◆ **EXERCISE GOAL**
Each entry should appear in the answer exactly as written.

★ ★ ★ ★ ★ ★ ★

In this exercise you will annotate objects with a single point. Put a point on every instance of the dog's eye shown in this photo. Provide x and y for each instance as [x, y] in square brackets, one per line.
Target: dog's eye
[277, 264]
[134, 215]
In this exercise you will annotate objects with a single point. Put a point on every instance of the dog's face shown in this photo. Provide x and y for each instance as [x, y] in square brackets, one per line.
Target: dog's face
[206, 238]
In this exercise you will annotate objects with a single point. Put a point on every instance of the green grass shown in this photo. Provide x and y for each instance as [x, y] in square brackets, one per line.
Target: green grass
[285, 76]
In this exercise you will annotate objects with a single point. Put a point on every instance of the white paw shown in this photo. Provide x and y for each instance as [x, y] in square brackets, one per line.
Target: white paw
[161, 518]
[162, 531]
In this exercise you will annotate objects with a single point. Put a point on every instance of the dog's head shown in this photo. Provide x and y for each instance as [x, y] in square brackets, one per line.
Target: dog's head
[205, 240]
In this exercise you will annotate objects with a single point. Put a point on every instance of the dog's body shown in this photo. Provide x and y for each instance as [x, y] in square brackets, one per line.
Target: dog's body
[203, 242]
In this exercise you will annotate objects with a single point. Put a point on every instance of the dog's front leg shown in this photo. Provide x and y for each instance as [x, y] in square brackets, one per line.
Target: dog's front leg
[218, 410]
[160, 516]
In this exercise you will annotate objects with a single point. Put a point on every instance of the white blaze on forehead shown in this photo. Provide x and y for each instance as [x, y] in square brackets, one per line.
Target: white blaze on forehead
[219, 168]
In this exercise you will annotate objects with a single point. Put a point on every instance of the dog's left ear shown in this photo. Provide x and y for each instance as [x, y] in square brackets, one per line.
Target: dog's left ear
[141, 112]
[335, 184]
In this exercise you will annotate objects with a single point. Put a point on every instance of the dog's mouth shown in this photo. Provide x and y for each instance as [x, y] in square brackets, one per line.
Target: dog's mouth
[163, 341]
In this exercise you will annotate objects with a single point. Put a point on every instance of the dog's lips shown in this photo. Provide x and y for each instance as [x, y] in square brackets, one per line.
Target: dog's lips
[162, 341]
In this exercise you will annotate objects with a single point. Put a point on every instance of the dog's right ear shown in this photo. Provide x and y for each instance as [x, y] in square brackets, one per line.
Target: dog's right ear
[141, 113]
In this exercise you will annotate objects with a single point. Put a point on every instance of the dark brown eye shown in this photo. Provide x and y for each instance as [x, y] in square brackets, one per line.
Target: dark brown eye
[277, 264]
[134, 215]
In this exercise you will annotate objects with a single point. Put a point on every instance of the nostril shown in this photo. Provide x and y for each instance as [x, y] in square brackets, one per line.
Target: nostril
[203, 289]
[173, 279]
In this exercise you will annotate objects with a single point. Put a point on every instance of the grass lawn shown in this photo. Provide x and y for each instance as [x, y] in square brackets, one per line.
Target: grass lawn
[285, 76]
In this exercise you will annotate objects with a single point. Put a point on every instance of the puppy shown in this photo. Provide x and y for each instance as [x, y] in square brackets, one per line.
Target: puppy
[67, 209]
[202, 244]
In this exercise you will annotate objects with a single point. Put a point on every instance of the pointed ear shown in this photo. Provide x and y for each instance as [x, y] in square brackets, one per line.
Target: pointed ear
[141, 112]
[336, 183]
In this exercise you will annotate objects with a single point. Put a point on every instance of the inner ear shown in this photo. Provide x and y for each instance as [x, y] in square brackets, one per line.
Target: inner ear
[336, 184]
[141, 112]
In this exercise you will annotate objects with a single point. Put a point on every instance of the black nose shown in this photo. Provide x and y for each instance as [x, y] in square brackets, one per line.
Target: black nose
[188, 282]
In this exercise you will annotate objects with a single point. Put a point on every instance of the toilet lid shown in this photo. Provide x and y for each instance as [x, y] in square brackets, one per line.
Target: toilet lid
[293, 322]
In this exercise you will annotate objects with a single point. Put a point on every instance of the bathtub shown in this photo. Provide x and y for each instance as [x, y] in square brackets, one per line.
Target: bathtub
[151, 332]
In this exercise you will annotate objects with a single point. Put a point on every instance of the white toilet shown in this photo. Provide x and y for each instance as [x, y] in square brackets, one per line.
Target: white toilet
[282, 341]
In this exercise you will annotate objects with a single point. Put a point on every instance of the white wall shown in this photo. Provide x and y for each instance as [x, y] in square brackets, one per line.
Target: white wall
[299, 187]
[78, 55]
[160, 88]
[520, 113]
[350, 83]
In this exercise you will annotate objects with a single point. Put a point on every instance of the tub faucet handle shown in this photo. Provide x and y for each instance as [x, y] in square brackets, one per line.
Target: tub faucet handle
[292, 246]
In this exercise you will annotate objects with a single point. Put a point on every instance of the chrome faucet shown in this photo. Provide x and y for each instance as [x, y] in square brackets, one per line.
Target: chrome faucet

★ ★ ★ ★ ★ ★ ★

◆ **RESPONSE TO THE TASK**
In this exercise you will annotate objects with a single point. Put a point on every instance of the dog's eye shown in this photo. Provide x and y for each instance as [x, y] in square brackets, one per line.
Target: dog's eye
[277, 264]
[134, 215]
In this exercise you will annotate objects with a single point. Put a point on every instance of the dog's face shown in this photo. Provide x and y for each instance as [x, y] in square brackets, one per line.
Target: dog's face
[206, 238]
In this exercise you will annotate objects with a single point. Put a point on every instance of the green grass shown in this photo. Provide x and y for each instance as [x, y] in square brackets, one per line.
Target: green grass
[285, 76]
In this exercise you will annotate objects with a single point. Put a point on every instance of the white paw shown in this photo. Provide x and y for each instance as [x, y] in square brackets, one per line.
Target: white paw
[161, 518]
[162, 531]
In this exercise you will annotate objects with a single point. Put a point on every instance of the dog's head shown in this photo. Provide x and y for each instance as [x, y] in square brackets, one per line.
Target: dog's head
[205, 240]
In this exercise you will annotate objects with a single point. Put a point on every instance of the dog's body shown in this photo. Provide x and y for each instance as [x, y] in square brackets, one per line.
Target: dog's body
[203, 242]
In this exercise you will annotate objects with a single point. Put a point on every instance of the dog's front leg shown in this photo. Provide x and y for each instance as [x, y] in square brackets, one per line.
Target: dog's front leg
[218, 410]
[160, 516]
In this exercise you will annotate objects with a single point. Put a point on every instance of the white blaze on forehead shown in this photo. Provide x and y for each instance as [x, y] in square brackets, one per line.
Target: white blaze on forehead
[219, 168]
In this exercise you will annotate objects with a single point. Put a point on every instance of the dog's left ear shown in this photo. Provide x and y for each instance as [x, y] in square brackets, one per line.
Target: dog's left ear
[141, 112]
[335, 184]
In this exercise you will annotate objects with a single point. Put a point on every instance of the dog's mouth shown in this photo. Provide x and y for each instance as [x, y] in square brackets, one per line.
Target: dog's mouth
[163, 341]
In this exercise you will annotate objects with a single point. Put a point on every instance of the dog's lips shown in this photo. Provide x and y for each instance as [x, y] in square brackets, one per line.
Target: dog's lips
[162, 341]
In this exercise you will annotate objects with a single point. Put a point on every instance of the dog's right ear shown in this photo. Provide x and y for each instance as [x, y] in square brackets, one per line.
Target: dog's right ear
[141, 113]
In this exercise you will annotate objects with a single point. Put a point on every instance of the dark brown eye shown in this photo. Provide x and y for each instance as [x, y] in square brackets, one per line.
Target: dark brown eye
[277, 264]
[134, 215]
In this exercise you will annotate objects with a single point. Put a point on every instance of the nostril shown in this photo. Provide x and y for each instance as [x, y] in square brackets, one per line.
Target: nostril
[203, 289]
[173, 279]
In this exercise you will annotate objects with a single point. Put a point on every instance of the grass lawn shown in this photo. Provide x and y for each instance as [x, y] in square brackets, one per line.
Target: grass lawn
[285, 76]
In this exercise you will annotate objects with a single point. Put a point on every instance of the puppy shown in this photo. Provide x and y for each instance as [x, y] in square brackets, one per line.
Target: puppy
[67, 209]
[202, 244]
In this exercise you will annotate objects with a single point. Put a point on every instance of the pointed ear shown in this photo. Provide x and y for each instance as [x, y] in square brackets, one per line.
Target: pointed ear
[141, 112]
[336, 183]
In this exercise you will annotate objects with a single point. Put a point on every instance of the inner ear shown in this photo. Provide x and y for each instance as [x, y] in square brackets, one per line.
Target: inner ear
[336, 184]
[141, 112]
In this exercise you will annotate objects with a single point. Put a point on every instance of the black nose shown in this photo. Provide x and y for each instance as [x, y] in square brackets, one per line.
Target: black nose
[188, 282]
In this exercise you will annotate objects with a single point. Put a point on every instance of the toilet lid shown in this photo. Provide x and y for each instance as [x, y] in square brackets, one per line.
Target: toilet lid
[293, 322]
In this exercise you will annotate objects with a single point. Put a point on every instance of the bathtub shown in this photo. Provide x and y for each instance as [x, y] in square brackets, one per line.
Target: bathtub
[151, 332]
In this exercise you will annotate objects with a single point. Put a point on every instance of the white toilet shown in this photo. Provide x and y for each instance as [x, y] in square brackets, one per line.
Target: white toilet
[282, 341]
In this exercise you will annotate objects with a single point. Put a point on every instance of the white wall shown in this photo. Provide x and y for each instance as [x, y] in square brackets, one per line.
Target: white wall
[299, 187]
[78, 55]
[160, 88]
[520, 113]
[350, 83]
In this exercise you will annotate objects with a single point. Put a point on every instance of the tub faucet handle shown in this photo. Provide x and y for each instance as [x, y] in square brackets, one per line.
Target: tub faucet handle
[292, 246]
In this exercise you will annotate objects with a single point. Put a point on every instance of the chrome faucet shown in this photo. Provide x and y for each instance as [x, y] in square brackets, one per line.
Target: chrome faucet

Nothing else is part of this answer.